> [Exercise material]:
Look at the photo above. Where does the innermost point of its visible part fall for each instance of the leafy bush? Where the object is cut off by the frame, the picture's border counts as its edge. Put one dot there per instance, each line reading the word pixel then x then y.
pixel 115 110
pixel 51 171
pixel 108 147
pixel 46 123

> [What this task involves]: Set down each entry again, exactly as written.

> [Your solution]:
Look at the photo above. Where does the innermost point of its visible part fall for each instance of the leafy bush? Where the object is cut off by the frame, the picture's border counts as its edge. Put one dot there per instance, each line reading the word pixel then x then y.
pixel 115 110
pixel 51 171
pixel 108 147
pixel 46 123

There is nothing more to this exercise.